아래 목록을 열 이름이 질의와 결과인 두 열짜리 CSV로 정리하세요. 목록의 문장마다 한 행을 만들어 그 문장과 딸린 답 전체를 각각 큰따옴표로 묶은 한 칸에 넣고, 줄바꿈은 공백으로 바꾸세요.

> **제공 목록**:
....

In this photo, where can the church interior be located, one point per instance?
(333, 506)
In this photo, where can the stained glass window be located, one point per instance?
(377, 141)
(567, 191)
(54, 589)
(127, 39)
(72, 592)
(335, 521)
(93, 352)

....

> **전체 답안**:
질의,결과
"In this photo, where can the church interior be located, one point per instance?","(333, 506)"
"In this photo, where can the stained glass window be located, one point per instance?","(377, 141) (567, 191) (54, 589) (127, 39) (72, 592) (335, 521) (93, 352)"